Le média d’investigation indépendant Mediapart héberge le travail de David Dufresne sur son site depuis le 24 janvier.

Alors, comment un journaliste indépendant a-t-il réussi à briser seul l’omerta ? David Dufresne, membre de l’équipe fondatrice de Mediapart en 2008 et journaliste depuis 30 ans (en freelance et dans des rédactions nationales), n’en est pas à son coup d’essai. Il a déjà écrit un livre et réalisé un film sur le maintien de l’ordre. Mi-punk, mi-geek, ce journaliste d’investigation embrasse les nouvelles technologies pour expérimenter de nouveaux formats journalistiques. En 10 ans, il a publié Prison Valley, un webdocumentaire en immersion dans l’industrie carcérale aux Etats-Unis, Fort McMoney, un jeu documentaire interactif de 8 heures sur l’industrie pétrolière au Canada ou encore L’infiltré, une fiction politique sur le Front National sous forme d’application mobile. C’est finalement via son projet le plus artisanal et le plus spontané qu’il a atteint le public le plus large. Marthe Rubió, responsable de la région francophone du GIJN a rencontré ce journaliste passionné, qui décrypte la genèse de ce projet hybride, à la croisée des chemins entre le journalisme, l’activisme et l’alerte.

□ □ □ □

→ CONSIGNE:
Répondez brièvement à ces questions sur l'extrait consacré à David Dufresne :
1. Depuis quelle date Mediapart héberge-t-il son travail sur son site ?
2. Sur quelle industrie porte le webdocumentaire Prison Valley, et dans quel pays ?
3. Qui a rencontré ce journaliste, et quelle fonction occupe cette personne ?
La liste qui suit n'est d'aucune utilité pour ce travail.

Lignes d'un jeu de données de pointage
□ □ □ □

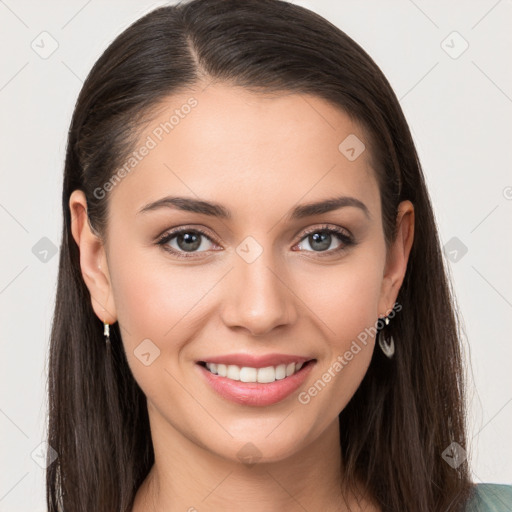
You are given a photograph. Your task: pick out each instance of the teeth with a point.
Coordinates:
(261, 375)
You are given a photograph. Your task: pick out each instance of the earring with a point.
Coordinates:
(386, 343)
(106, 333)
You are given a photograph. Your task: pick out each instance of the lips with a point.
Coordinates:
(255, 393)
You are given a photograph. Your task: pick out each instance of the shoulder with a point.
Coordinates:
(490, 498)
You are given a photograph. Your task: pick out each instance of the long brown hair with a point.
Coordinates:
(406, 411)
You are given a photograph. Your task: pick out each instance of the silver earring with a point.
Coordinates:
(386, 343)
(106, 333)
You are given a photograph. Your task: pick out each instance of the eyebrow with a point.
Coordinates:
(217, 210)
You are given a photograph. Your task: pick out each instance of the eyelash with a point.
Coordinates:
(347, 241)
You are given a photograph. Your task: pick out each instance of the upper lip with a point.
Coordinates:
(253, 361)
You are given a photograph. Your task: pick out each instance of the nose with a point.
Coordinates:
(258, 297)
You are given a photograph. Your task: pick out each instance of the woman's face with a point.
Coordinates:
(263, 280)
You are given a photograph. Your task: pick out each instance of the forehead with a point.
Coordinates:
(251, 152)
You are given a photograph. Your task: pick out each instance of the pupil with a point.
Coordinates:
(189, 238)
(323, 238)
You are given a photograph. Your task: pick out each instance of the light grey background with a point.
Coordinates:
(458, 105)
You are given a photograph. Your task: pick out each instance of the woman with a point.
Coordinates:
(252, 308)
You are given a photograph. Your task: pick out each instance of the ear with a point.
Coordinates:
(398, 255)
(93, 260)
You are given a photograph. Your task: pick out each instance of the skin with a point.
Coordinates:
(259, 156)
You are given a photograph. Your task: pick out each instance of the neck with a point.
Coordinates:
(188, 477)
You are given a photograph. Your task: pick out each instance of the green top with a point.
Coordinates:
(491, 498)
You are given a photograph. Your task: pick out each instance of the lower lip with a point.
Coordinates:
(255, 393)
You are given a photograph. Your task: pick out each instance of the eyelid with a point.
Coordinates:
(344, 235)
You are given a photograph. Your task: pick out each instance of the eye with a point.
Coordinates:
(185, 240)
(321, 239)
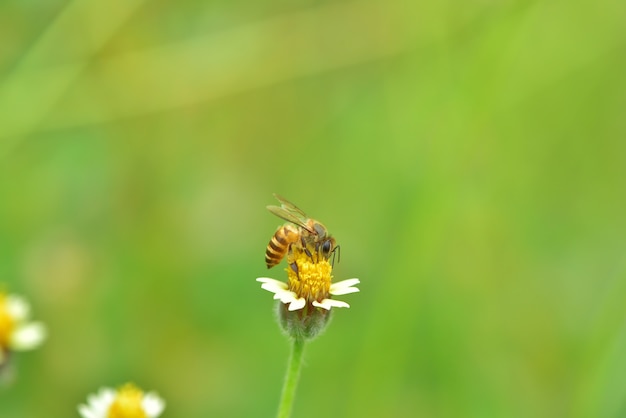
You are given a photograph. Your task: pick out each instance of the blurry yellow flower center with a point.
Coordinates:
(127, 403)
(312, 280)
(6, 322)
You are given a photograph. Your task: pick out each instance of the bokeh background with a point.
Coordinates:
(469, 157)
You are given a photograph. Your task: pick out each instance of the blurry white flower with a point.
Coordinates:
(126, 402)
(17, 332)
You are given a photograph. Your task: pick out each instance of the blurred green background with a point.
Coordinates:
(469, 157)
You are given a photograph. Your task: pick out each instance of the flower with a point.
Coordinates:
(17, 333)
(309, 283)
(127, 402)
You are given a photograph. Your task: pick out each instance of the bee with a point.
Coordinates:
(309, 234)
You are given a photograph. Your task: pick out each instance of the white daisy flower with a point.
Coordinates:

□ □ □ □

→ CORRIGÉ:
1. Depuis le 24 janvier.
2. Sur l'industrie carcérale, aux États-Unis.
3. Marthe Rubió, responsable de la région francophone du GIJN.